[START OF SOURCE DOCUMENT]

I also ordered M + 22 on 7/7. Called B&H this morning -- they're waiting on new stock and it should ship in 5 - 7 more days. Did not say it was discontinued, rather just delayed. I can wait it out.


----------



## Swphoto (Jul 17, 2013)

aroo said:


> I also ordered M + 22 on 7/7. Called B&H this morning -- they're waiting on new stock and it should ship in 5 - 7 more days. Did not say it was discontinued, rather just delayed. I can wait it out.



I think that's what they're expecting, but it's clear that they're not able to nail down the dates, for whatever reason. A number of people who had 7/18 ship dates confirmed by calling B&H previously have been bumped to 7/25.


----------



## Daniel Flather (Jul 18, 2013)

Get yours here for $369CAD with the 90ex flash:


http://www.cameracanada.com/enet-cart/product.asp?pid=6609B010


----------



## GDub (Jul 18, 2013)

Just looked and B&H is currently listing the Black EOS M w/EF-M 22mm f/2 STM Lens as *IN STOCK*!

Hope they start shipping the older orders soon!

http://www.bhphotovideo.com/c/product/883304-REG/Canon_6609b033_EOS_M_Digital_Camera_with.html


----------



## sdsr (Jul 18, 2013)

I just received an email from B&H telling me that my back-ordered copy had shipped; presumably I'm not alone....


----------



## JerryKnight (Jul 18, 2013)

sdsr said:


> I just received an email from B&H telling me that my back-ordered copy had shipped; presumably I'm not alone....



Yeah, my order from 7/5 just shipped too.

I would assume that before they listed the item as "In Stock" they would make sure their stock covers the back orders, so I hope that everyone's back orders are shipping today.


----------



## MrFotoFool (Jul 19, 2013)

I ordered mine on 7/9 (the last day of sale) and it said at that time estimated to be in stock 7/13 (a Saturday, which of course BH is closed). On Sunday night, 7/14, I got an email saying order was shipped with expected delivery 7/18 (I had chosen UPS 3 day shipping). Sure enough, today 7/18 the camera arrived!

Not sure why I ordered 7/9 and got it already but people ordered before me have not. I ordered the white one, did those of you who did not get it order the black instead?


----------



## Wild (Jul 19, 2013)

Ordered on 7/9 as well (black body though) and I got the email tonight that it shipped. Should be seeing it sometime in the middle of next week.


----------



## transpo1 (Jul 19, 2013)

Ordered mine Friday 7/5 (w/an original availability of 7/11) and just got an email yesterday from B&H telling me it was shipping with scheduled delivery today 7/19. 

I'm in Queens so shipping is fast here.


----------



## archiea (Jul 19, 2013)

GDub said:


> Just looked and B&H is currently listing the Black EOS M w/EF-M 22mm f/2 STM Lens as *IN STOCK*!
> 
> Hope they start shipping the older orders soon!

[END OF SOURCE DOCUMENT]

* [WHAT THIS TASK INVOLVES]
Reproduce the forum thread above word for word, from "I ordered mine" up to and including "the black instead?".

[START OF INFORMATION SUPPLIED]

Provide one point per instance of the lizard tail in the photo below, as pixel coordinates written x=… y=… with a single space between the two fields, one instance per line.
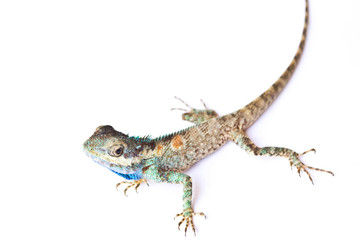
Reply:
x=251 y=112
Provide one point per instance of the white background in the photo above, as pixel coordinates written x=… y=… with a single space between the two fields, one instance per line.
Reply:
x=68 y=66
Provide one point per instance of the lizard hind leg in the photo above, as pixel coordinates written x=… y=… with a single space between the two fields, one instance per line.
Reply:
x=196 y=115
x=242 y=140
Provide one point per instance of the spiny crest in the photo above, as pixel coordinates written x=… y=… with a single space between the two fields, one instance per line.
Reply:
x=171 y=135
x=144 y=139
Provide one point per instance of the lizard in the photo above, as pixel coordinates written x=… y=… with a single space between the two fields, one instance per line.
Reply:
x=163 y=159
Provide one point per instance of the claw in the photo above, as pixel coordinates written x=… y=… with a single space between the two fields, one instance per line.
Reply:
x=188 y=217
x=305 y=168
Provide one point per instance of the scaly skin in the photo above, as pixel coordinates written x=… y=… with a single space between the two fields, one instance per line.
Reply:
x=164 y=158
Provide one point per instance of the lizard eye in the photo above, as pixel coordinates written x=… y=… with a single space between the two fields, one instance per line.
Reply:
x=117 y=151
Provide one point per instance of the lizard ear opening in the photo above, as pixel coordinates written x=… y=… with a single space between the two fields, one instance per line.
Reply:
x=104 y=129
x=117 y=151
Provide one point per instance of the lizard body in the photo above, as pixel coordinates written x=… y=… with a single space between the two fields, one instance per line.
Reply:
x=163 y=159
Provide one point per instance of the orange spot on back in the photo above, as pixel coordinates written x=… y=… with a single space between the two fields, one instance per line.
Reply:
x=159 y=149
x=177 y=142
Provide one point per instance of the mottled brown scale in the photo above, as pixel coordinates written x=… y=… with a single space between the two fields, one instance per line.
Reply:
x=206 y=137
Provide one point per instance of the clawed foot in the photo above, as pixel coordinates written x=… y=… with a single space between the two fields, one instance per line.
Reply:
x=187 y=215
x=196 y=115
x=135 y=183
x=301 y=166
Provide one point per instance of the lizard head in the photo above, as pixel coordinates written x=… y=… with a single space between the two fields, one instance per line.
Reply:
x=110 y=147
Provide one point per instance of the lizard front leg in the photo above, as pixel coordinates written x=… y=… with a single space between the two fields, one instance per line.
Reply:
x=155 y=174
x=194 y=115
x=134 y=183
x=242 y=140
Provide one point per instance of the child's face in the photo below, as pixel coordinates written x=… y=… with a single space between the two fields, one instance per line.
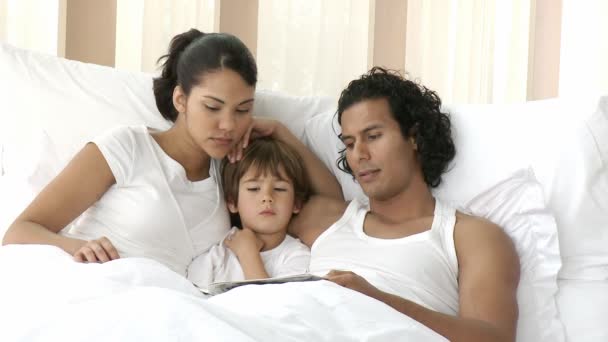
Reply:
x=266 y=202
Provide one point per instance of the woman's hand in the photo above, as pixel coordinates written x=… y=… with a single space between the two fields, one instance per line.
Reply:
x=260 y=127
x=100 y=250
x=244 y=242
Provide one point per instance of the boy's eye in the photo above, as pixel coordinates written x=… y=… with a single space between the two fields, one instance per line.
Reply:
x=211 y=108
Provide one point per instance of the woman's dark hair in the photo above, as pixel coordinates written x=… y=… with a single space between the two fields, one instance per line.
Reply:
x=191 y=55
x=416 y=109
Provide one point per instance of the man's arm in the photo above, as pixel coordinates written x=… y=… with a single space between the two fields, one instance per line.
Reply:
x=317 y=214
x=488 y=279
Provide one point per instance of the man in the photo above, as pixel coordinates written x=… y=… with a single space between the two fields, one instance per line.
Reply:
x=454 y=273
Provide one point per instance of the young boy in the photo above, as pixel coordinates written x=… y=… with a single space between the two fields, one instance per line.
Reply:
x=263 y=190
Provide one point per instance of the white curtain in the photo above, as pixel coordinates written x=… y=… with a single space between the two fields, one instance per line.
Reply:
x=584 y=48
x=473 y=51
x=313 y=47
x=144 y=28
x=33 y=24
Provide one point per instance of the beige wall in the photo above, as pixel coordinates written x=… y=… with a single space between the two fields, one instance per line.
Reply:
x=240 y=17
x=389 y=34
x=90 y=31
x=90 y=35
x=543 y=74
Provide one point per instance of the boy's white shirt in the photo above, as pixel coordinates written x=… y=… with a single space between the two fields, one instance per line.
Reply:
x=220 y=264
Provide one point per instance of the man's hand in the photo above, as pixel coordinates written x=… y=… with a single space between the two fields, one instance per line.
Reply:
x=244 y=242
x=354 y=282
x=100 y=250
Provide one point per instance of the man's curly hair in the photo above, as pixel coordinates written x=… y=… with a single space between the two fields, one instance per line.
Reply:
x=416 y=109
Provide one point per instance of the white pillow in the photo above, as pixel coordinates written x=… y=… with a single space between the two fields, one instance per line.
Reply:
x=578 y=195
x=517 y=205
x=33 y=169
x=74 y=102
x=515 y=201
x=564 y=140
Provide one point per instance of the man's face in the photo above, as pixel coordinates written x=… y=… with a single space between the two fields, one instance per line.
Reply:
x=382 y=160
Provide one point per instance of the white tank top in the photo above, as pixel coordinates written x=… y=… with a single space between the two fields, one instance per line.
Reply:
x=422 y=267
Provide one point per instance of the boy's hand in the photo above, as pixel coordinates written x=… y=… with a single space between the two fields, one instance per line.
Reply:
x=100 y=250
x=353 y=281
x=244 y=242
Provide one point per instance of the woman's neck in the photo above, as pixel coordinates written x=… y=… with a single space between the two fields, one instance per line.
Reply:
x=177 y=144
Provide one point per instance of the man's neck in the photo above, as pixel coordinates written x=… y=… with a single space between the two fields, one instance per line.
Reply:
x=407 y=205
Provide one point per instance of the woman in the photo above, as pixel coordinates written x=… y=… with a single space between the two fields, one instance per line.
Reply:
x=156 y=194
x=149 y=193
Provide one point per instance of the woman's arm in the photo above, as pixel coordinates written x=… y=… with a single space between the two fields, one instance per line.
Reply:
x=83 y=181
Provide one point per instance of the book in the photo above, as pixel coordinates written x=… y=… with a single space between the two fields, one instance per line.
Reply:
x=221 y=287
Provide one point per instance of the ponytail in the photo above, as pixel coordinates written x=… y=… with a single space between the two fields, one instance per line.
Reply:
x=164 y=85
x=191 y=55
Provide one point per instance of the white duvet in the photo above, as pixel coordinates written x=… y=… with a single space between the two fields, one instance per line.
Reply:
x=45 y=296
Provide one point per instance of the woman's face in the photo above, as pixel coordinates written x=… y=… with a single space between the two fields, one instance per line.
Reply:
x=217 y=111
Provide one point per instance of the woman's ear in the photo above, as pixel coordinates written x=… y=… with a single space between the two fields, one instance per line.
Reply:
x=297 y=206
x=414 y=145
x=232 y=207
x=179 y=99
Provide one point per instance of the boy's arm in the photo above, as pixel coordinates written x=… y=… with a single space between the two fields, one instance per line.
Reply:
x=253 y=266
x=246 y=246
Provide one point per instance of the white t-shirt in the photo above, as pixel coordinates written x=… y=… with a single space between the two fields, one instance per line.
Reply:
x=422 y=267
x=219 y=264
x=153 y=210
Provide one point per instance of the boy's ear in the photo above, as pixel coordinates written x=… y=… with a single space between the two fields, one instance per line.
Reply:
x=297 y=206
x=232 y=207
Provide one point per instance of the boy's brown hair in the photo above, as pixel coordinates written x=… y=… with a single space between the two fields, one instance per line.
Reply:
x=267 y=155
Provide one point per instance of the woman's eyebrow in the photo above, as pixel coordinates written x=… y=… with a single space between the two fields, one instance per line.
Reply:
x=222 y=101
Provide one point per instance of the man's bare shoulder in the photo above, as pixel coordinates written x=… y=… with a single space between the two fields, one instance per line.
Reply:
x=318 y=214
x=479 y=240
x=469 y=227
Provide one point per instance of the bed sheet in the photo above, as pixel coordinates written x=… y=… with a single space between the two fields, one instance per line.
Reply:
x=583 y=307
x=46 y=296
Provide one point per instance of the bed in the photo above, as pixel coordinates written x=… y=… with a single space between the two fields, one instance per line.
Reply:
x=539 y=169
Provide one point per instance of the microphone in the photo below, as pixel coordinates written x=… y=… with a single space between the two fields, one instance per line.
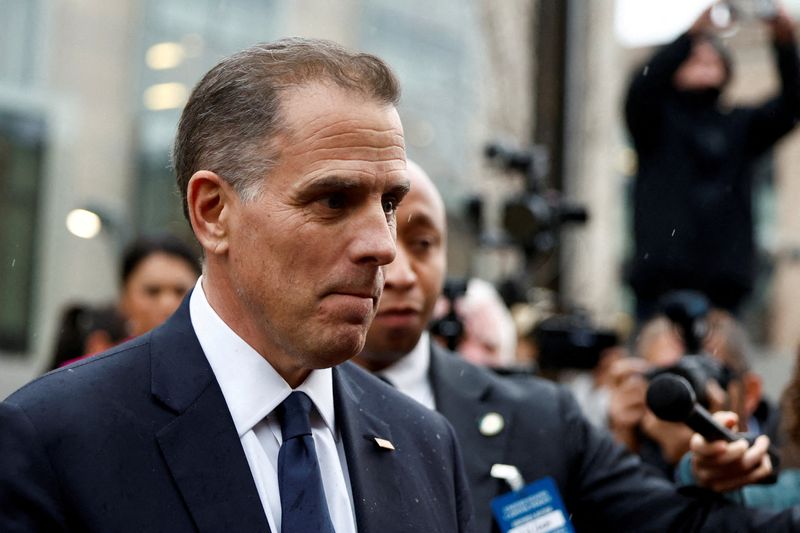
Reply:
x=672 y=398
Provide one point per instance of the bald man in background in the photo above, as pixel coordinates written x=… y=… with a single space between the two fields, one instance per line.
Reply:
x=532 y=424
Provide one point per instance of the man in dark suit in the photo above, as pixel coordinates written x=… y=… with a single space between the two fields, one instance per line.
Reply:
x=241 y=413
x=531 y=424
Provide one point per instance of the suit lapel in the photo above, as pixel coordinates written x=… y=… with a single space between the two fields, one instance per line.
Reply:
x=375 y=475
x=463 y=396
x=201 y=446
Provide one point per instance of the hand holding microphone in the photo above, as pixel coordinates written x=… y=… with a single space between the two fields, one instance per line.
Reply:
x=721 y=459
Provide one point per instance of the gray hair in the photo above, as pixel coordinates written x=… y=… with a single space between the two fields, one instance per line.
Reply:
x=233 y=117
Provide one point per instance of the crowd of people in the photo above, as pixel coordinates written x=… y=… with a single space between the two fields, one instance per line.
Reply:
x=285 y=378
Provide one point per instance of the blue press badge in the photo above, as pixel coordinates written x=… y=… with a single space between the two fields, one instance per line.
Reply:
x=535 y=508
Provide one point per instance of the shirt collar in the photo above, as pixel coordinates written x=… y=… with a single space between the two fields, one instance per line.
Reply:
x=411 y=371
x=252 y=388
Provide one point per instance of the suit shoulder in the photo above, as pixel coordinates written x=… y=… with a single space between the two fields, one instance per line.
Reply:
x=89 y=378
x=392 y=404
x=514 y=388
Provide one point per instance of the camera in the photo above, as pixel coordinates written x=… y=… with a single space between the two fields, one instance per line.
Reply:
x=571 y=342
x=450 y=327
x=688 y=311
x=531 y=220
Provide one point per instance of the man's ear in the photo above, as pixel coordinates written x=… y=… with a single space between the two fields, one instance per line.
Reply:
x=210 y=200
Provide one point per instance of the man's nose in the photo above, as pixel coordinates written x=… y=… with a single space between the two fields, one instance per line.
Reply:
x=399 y=274
x=375 y=242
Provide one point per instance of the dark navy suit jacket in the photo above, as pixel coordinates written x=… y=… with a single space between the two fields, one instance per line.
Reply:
x=140 y=439
x=604 y=487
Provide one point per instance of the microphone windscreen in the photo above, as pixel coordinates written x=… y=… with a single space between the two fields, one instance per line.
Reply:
x=671 y=397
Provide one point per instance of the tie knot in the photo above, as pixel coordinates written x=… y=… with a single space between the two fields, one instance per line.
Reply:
x=293 y=414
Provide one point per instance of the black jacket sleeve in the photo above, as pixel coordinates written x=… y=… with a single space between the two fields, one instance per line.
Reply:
x=27 y=481
x=649 y=85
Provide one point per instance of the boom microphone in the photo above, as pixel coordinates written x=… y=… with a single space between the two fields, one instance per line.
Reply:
x=672 y=398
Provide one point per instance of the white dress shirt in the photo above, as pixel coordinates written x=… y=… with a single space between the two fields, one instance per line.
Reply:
x=410 y=374
x=252 y=390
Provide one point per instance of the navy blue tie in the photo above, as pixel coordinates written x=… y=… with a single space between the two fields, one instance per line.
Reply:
x=303 y=505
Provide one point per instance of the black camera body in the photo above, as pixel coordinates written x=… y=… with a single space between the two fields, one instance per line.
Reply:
x=571 y=342
x=698 y=370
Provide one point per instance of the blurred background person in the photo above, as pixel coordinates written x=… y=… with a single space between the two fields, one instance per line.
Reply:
x=526 y=423
x=84 y=330
x=156 y=274
x=488 y=335
x=693 y=220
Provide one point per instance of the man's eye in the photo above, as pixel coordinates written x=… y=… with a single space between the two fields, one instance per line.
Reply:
x=389 y=205
x=336 y=201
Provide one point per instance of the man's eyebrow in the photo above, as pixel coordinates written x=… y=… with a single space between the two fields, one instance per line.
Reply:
x=420 y=218
x=332 y=183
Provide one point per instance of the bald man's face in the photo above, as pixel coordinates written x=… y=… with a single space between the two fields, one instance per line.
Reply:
x=413 y=281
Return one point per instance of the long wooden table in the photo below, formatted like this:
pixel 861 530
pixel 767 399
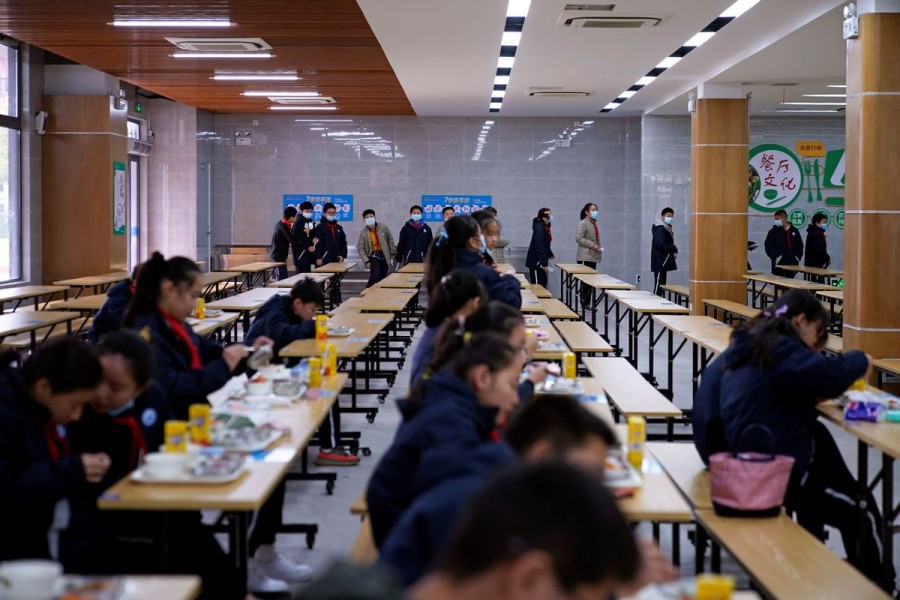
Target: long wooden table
pixel 21 293
pixel 249 492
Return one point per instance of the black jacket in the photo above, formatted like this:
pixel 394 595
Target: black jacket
pixel 448 417
pixel 780 250
pixel 783 397
pixel 181 384
pixel 281 242
pixel 32 480
pixel 112 313
pixel 504 288
pixel 539 252
pixel 302 241
pixel 663 250
pixel 414 242
pixel 332 241
pixel 277 321
pixel 816 248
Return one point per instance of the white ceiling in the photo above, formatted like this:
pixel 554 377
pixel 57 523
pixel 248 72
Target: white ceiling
pixel 445 54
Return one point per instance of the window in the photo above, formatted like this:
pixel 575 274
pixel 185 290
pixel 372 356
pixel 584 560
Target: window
pixel 10 129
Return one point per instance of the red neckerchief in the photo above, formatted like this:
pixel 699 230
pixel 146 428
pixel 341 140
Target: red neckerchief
pixel 138 445
pixel 56 444
pixel 181 333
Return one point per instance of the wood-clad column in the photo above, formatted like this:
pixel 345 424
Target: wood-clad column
pixel 719 145
pixel 872 221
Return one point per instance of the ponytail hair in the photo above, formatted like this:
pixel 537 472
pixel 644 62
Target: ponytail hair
pixel 453 291
pixel 178 269
pixel 775 322
pixel 441 257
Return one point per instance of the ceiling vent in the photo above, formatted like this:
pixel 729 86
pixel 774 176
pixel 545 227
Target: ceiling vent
pixel 220 44
pixel 301 101
pixel 556 92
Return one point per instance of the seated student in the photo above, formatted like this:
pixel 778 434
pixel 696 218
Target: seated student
pixel 776 377
pixel 284 319
pixel 457 295
pixel 112 313
pixel 124 420
pixel 458 408
pixel 460 245
pixel 534 532
pixel 188 368
pixel 38 471
pixel 415 238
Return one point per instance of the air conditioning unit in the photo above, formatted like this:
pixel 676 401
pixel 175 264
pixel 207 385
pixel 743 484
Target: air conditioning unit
pixel 220 44
pixel 139 148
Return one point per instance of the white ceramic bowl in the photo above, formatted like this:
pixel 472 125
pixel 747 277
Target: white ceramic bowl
pixel 165 465
pixel 30 579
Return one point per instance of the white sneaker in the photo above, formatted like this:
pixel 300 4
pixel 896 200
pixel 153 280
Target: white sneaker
pixel 259 581
pixel 283 569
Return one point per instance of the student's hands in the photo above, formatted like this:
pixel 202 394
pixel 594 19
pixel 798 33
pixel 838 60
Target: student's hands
pixel 234 354
pixel 95 466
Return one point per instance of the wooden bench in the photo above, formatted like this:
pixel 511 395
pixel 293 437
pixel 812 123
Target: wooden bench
pixel 729 309
pixel 679 294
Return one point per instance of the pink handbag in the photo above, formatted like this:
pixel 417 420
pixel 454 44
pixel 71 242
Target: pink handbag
pixel 749 484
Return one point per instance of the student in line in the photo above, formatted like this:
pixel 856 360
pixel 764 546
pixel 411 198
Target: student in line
pixel 537 261
pixel 775 377
pixel 534 532
pixel 331 246
pixel 457 409
pixel 456 297
pixel 817 245
pixel 663 250
pixel 589 253
pixel 284 319
pixel 460 245
pixel 415 238
pixel 189 368
pixel 39 474
pixel 282 241
pixel 304 246
pixel 376 248
pixel 784 245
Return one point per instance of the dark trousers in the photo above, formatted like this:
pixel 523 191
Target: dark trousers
pixel 586 290
pixel 378 268
pixel 828 496
pixel 538 275
pixel 659 280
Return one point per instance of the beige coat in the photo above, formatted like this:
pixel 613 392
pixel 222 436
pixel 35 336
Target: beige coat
pixel 586 240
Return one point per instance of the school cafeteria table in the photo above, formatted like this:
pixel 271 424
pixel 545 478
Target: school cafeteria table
pixel 99 283
pixel 810 272
pixel 30 292
pixel 567 282
pixel 31 321
pixel 255 272
pixel 779 284
pixel 249 492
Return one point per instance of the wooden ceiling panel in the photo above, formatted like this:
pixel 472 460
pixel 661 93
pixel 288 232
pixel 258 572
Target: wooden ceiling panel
pixel 328 43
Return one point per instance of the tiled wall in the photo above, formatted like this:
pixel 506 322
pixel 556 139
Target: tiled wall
pixel 388 163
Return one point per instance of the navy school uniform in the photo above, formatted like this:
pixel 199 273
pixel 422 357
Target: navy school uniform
pixel 449 416
pixel 414 242
pixel 37 470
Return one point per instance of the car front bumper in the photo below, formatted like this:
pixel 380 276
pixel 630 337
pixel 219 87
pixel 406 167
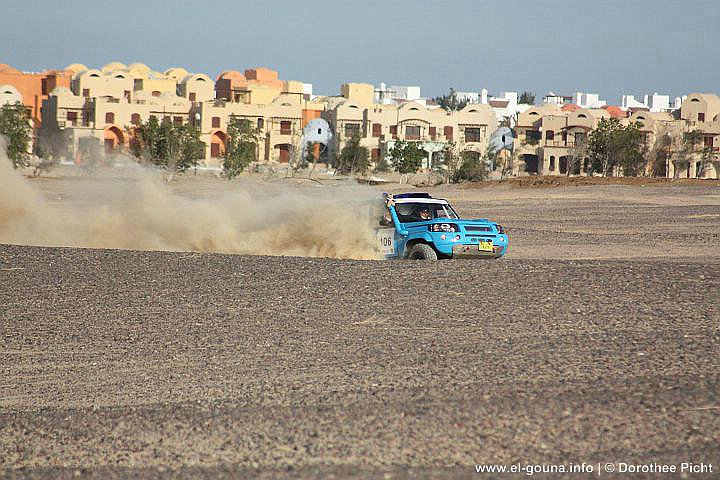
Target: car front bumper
pixel 472 251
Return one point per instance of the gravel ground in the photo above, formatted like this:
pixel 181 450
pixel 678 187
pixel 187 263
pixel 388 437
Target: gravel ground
pixel 120 364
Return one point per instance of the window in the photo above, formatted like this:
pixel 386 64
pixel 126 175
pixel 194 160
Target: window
pixel 472 134
pixel 214 150
pixel 352 130
pixel 412 132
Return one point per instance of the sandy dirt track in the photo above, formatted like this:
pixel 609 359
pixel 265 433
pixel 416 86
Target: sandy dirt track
pixel 119 364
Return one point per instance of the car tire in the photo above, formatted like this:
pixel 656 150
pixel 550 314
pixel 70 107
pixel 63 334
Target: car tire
pixel 422 251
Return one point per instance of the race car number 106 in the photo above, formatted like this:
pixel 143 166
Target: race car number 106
pixel 386 240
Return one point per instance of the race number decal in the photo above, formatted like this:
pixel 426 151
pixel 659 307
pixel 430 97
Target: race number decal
pixel 386 240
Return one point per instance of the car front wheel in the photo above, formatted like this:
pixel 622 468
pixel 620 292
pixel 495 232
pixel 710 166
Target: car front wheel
pixel 421 251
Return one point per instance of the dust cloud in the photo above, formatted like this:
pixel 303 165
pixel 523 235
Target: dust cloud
pixel 139 211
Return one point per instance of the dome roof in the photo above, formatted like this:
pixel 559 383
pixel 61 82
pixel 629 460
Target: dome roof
pixel 196 76
pixel 5 68
pixel 61 92
pixel 139 66
pixel 112 66
pixel 8 90
pixel 76 68
pixel 90 73
pixel 232 75
pixel 176 72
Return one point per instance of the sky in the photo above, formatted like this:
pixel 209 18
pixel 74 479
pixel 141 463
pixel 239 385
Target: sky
pixel 611 47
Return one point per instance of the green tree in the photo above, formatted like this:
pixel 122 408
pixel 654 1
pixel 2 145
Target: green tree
pixel 659 154
pixel 407 157
pixel 527 98
pixel 241 148
pixel 613 144
pixel 15 125
pixel 382 165
pixel 176 147
pixel 450 101
pixel 353 158
pixel 447 162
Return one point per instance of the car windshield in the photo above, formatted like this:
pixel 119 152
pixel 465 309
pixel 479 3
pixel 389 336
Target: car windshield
pixel 420 212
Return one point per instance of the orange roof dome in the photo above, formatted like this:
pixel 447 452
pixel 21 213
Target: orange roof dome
pixel 5 68
pixel 570 107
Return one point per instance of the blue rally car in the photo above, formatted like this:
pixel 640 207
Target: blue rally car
pixel 418 226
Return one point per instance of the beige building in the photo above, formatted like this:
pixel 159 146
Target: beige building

[END OF INFORMATION SUPPLIED]

* [SOLUTION TO THIS TASK]
I ordered mine on 7/9 (the last day of sale) and it said at that time estimated to be in stock 7/13 (a Saturday, which of course BH is closed). On Sunday night, 7/14, I got an email saying order was shipped with expected delivery 7/18 (I had chosen UPS 3 day shipping). Sure enough, today 7/18 the camera arrived!

Not sure why I ordered 7/9 and got it already but people ordered before me have not. I ordered the white one, did those of you who did not get it order the black instead?